**Stored records:**
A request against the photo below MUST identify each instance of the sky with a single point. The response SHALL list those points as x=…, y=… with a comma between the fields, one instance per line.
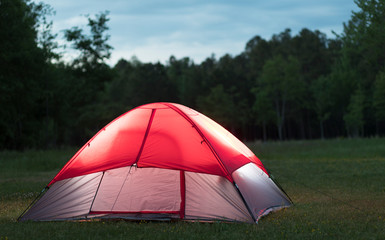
x=154, y=30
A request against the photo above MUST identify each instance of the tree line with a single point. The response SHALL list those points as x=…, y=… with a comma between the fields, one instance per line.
x=301, y=86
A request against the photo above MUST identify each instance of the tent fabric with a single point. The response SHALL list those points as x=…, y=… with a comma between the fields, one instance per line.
x=161, y=135
x=252, y=181
x=221, y=199
x=161, y=161
x=67, y=199
x=122, y=191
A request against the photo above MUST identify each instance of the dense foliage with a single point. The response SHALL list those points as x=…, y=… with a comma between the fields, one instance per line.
x=288, y=87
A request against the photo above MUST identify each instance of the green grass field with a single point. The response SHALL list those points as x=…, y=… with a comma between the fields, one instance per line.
x=338, y=187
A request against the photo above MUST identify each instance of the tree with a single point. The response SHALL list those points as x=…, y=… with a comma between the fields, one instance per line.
x=94, y=49
x=379, y=100
x=22, y=66
x=320, y=90
x=263, y=110
x=354, y=119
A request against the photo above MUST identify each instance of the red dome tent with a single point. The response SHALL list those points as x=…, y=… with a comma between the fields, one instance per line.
x=161, y=161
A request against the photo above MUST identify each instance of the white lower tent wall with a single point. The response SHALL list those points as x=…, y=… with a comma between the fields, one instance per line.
x=211, y=197
x=130, y=192
x=261, y=194
x=131, y=189
x=67, y=199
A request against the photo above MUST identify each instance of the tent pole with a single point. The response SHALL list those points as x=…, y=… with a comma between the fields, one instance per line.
x=244, y=201
x=30, y=205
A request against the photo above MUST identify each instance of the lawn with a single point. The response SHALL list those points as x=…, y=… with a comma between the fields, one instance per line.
x=338, y=189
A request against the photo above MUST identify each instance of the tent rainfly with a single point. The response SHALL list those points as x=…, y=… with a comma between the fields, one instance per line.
x=161, y=161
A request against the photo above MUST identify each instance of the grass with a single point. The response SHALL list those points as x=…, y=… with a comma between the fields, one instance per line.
x=338, y=187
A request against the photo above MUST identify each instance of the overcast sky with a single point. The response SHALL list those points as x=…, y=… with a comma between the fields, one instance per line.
x=154, y=30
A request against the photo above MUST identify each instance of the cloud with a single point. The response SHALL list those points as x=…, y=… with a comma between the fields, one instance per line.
x=154, y=30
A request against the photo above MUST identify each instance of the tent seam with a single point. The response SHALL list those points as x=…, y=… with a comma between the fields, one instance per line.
x=180, y=112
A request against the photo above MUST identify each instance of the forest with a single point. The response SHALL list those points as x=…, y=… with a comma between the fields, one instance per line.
x=302, y=86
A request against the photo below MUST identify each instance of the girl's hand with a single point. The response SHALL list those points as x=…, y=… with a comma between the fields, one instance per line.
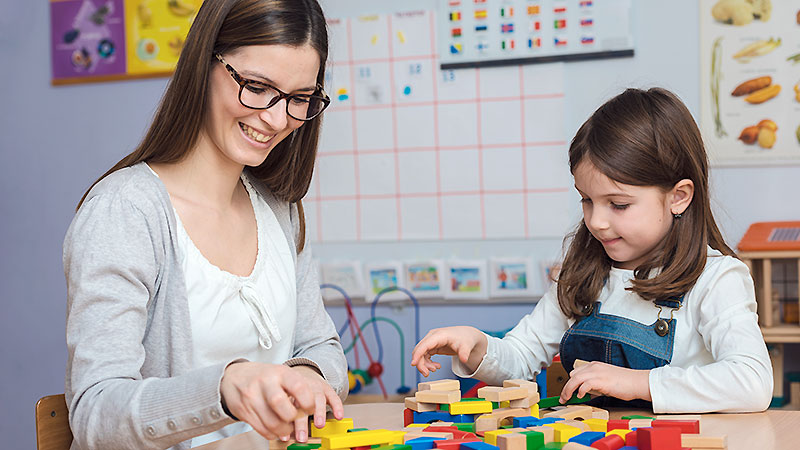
x=276, y=399
x=467, y=342
x=605, y=379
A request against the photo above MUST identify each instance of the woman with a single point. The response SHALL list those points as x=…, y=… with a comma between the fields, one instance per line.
x=192, y=301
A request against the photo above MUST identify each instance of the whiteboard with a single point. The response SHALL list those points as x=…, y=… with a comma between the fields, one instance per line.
x=410, y=152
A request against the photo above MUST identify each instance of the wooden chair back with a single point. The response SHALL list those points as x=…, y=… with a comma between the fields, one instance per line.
x=52, y=423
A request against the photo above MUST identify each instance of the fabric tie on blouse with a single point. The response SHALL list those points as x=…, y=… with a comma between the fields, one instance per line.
x=261, y=316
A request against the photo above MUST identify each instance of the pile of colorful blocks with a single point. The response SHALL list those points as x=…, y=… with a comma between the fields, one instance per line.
x=511, y=417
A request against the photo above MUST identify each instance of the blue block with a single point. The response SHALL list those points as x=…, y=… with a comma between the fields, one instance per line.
x=423, y=443
x=525, y=422
x=587, y=438
x=432, y=416
x=478, y=446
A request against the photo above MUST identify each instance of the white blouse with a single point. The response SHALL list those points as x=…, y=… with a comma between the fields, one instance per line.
x=251, y=317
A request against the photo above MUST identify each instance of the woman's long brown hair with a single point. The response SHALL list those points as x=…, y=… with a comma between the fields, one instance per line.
x=222, y=26
x=643, y=138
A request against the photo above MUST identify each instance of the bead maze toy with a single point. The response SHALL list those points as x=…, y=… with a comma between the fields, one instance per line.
x=511, y=417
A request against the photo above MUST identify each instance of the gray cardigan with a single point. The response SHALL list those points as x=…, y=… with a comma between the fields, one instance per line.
x=129, y=381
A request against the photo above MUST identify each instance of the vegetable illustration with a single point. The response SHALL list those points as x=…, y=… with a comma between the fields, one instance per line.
x=755, y=49
x=751, y=86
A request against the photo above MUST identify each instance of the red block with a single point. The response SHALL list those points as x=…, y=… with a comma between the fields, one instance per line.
x=453, y=444
x=658, y=438
x=618, y=425
x=457, y=434
x=610, y=442
x=686, y=426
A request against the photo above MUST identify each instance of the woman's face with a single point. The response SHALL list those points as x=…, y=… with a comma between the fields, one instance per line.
x=246, y=136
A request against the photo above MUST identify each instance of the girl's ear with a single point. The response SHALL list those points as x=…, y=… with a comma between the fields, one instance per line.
x=681, y=196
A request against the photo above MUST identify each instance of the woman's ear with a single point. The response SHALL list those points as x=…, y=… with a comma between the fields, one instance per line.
x=681, y=195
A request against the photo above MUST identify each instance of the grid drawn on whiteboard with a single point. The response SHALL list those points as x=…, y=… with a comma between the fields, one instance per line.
x=411, y=152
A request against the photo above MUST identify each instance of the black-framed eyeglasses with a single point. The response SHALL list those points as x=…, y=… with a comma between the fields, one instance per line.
x=259, y=95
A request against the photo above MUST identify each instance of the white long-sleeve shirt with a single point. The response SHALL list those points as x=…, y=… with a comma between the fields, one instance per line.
x=719, y=362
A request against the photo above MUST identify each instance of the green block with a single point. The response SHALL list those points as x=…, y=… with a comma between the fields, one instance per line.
x=306, y=446
x=534, y=440
x=554, y=445
x=468, y=427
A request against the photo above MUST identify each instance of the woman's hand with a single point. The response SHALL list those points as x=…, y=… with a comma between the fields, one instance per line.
x=467, y=342
x=276, y=399
x=597, y=378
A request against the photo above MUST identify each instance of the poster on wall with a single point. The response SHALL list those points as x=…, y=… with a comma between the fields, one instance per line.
x=100, y=40
x=750, y=75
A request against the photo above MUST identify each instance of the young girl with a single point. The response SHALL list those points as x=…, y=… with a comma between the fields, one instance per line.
x=648, y=291
x=192, y=299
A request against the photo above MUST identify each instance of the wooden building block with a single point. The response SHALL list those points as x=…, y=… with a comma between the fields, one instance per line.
x=532, y=387
x=439, y=385
x=527, y=402
x=572, y=412
x=483, y=407
x=640, y=423
x=432, y=396
x=548, y=432
x=597, y=424
x=332, y=426
x=562, y=432
x=698, y=441
x=414, y=405
x=501, y=394
x=512, y=441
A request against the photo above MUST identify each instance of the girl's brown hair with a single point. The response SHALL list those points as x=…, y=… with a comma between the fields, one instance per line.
x=222, y=26
x=642, y=138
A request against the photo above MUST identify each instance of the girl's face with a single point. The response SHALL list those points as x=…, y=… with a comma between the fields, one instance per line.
x=246, y=136
x=630, y=221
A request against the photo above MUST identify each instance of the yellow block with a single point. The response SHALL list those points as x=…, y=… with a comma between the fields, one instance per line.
x=619, y=432
x=470, y=408
x=362, y=439
x=597, y=424
x=490, y=437
x=332, y=426
x=562, y=432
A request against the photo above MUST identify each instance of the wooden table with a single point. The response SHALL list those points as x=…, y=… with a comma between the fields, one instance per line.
x=774, y=429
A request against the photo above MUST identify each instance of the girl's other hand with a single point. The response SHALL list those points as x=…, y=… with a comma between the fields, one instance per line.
x=276, y=399
x=597, y=378
x=468, y=343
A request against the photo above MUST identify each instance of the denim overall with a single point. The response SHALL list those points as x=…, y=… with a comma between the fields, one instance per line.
x=621, y=342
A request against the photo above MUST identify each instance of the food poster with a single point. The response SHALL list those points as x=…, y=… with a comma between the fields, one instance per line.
x=750, y=70
x=155, y=31
x=87, y=38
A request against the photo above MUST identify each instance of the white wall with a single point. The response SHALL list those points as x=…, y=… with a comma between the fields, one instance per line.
x=55, y=141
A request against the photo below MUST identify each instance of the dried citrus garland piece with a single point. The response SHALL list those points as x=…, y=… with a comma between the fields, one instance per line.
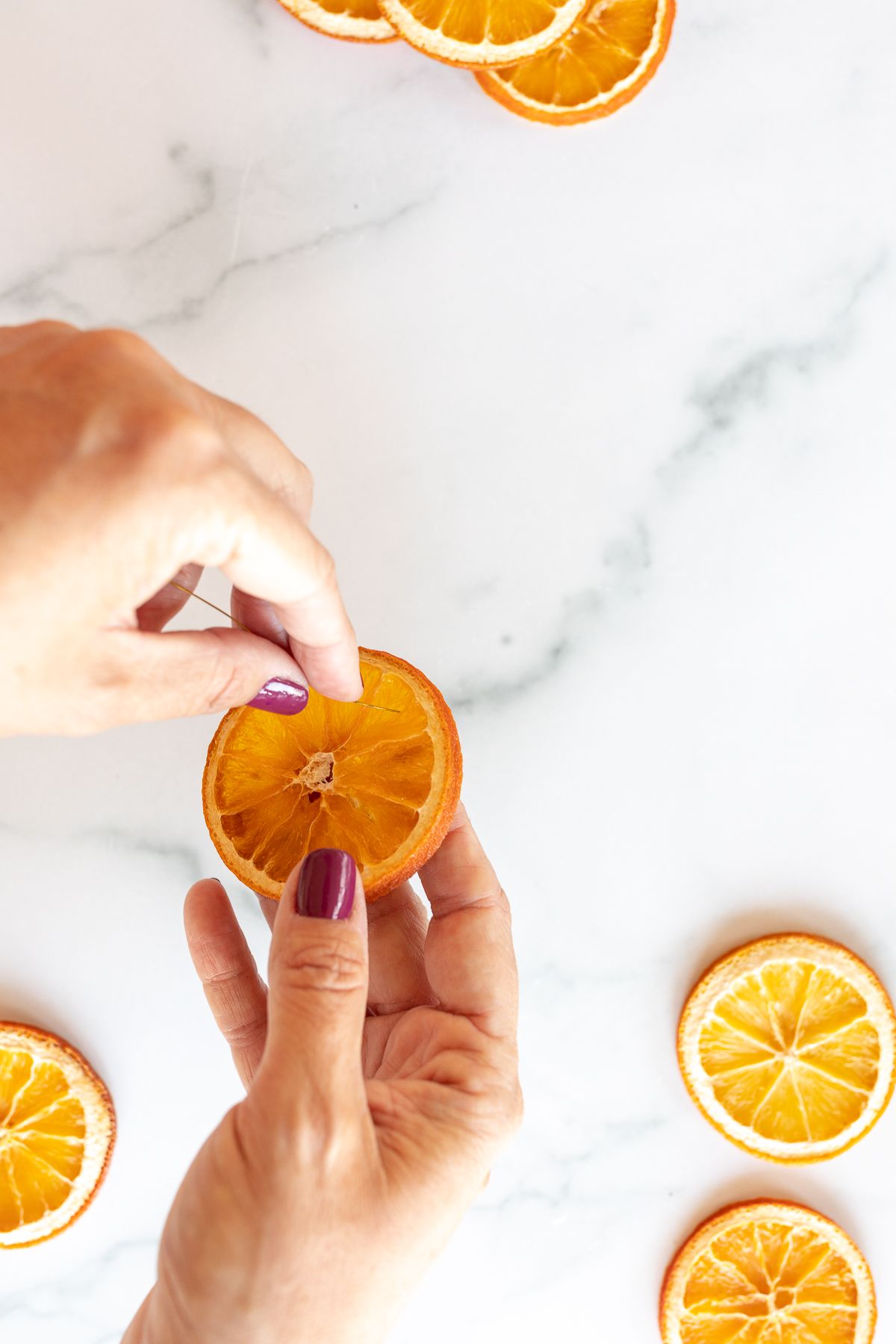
x=57, y=1133
x=615, y=49
x=383, y=786
x=788, y=1048
x=768, y=1273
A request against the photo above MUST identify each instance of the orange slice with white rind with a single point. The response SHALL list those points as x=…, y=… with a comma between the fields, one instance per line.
x=481, y=33
x=609, y=55
x=788, y=1046
x=57, y=1133
x=355, y=20
x=768, y=1273
x=379, y=779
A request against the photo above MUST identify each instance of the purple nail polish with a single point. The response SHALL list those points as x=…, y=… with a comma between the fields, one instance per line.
x=281, y=697
x=327, y=885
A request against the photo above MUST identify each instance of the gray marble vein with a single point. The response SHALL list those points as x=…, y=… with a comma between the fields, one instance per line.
x=754, y=385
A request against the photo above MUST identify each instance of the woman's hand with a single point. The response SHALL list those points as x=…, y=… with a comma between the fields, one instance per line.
x=382, y=1082
x=119, y=476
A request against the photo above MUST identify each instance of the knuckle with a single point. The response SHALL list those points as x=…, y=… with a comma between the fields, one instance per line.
x=114, y=343
x=326, y=569
x=240, y=1035
x=225, y=682
x=323, y=964
x=179, y=441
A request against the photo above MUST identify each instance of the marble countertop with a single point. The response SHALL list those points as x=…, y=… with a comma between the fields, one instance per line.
x=602, y=428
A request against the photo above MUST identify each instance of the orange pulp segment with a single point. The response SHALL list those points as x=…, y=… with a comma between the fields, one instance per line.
x=602, y=62
x=382, y=785
x=788, y=1046
x=481, y=33
x=768, y=1273
x=57, y=1132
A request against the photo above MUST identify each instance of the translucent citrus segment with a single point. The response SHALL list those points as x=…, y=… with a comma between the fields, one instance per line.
x=381, y=780
x=788, y=1046
x=57, y=1130
x=481, y=33
x=602, y=62
x=356, y=20
x=768, y=1273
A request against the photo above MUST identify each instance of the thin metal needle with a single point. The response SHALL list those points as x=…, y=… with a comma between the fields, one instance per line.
x=386, y=709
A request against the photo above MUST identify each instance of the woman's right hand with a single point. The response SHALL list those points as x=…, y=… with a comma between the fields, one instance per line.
x=121, y=477
x=382, y=1082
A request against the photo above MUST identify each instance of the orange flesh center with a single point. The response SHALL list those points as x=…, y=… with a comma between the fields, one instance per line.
x=791, y=1053
x=605, y=47
x=768, y=1283
x=42, y=1132
x=335, y=776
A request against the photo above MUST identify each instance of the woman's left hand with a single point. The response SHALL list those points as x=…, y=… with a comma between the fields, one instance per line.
x=382, y=1080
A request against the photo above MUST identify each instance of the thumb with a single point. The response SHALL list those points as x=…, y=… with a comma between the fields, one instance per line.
x=317, y=994
x=186, y=672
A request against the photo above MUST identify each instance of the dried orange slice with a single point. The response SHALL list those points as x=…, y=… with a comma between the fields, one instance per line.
x=603, y=60
x=768, y=1273
x=382, y=785
x=356, y=20
x=481, y=33
x=788, y=1048
x=57, y=1133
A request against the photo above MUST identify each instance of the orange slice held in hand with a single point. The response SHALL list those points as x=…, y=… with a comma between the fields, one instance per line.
x=383, y=786
x=481, y=33
x=603, y=62
x=788, y=1046
x=356, y=20
x=57, y=1133
x=768, y=1273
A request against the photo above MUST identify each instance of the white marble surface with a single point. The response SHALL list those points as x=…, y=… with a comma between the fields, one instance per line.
x=602, y=423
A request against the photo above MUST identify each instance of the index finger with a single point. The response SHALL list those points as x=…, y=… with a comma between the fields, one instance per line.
x=469, y=949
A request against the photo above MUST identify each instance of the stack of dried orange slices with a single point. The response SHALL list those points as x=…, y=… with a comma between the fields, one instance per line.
x=553, y=60
x=788, y=1046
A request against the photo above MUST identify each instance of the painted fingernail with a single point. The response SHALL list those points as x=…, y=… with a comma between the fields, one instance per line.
x=327, y=885
x=281, y=697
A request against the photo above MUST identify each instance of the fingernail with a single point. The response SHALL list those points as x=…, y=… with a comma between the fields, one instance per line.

**Stated problem:** Copy the entries from the line with "the white marble" up to and including the line with "x=602, y=423", replacing "marble" with "granite" and leaving everything else unchanged.

**Task output:**
A request against the photo above MUST identify each instance of the white granite surface with a single point. The response SHALL list those points as x=…, y=… with a comma between the fields, one instance per line.
x=602, y=423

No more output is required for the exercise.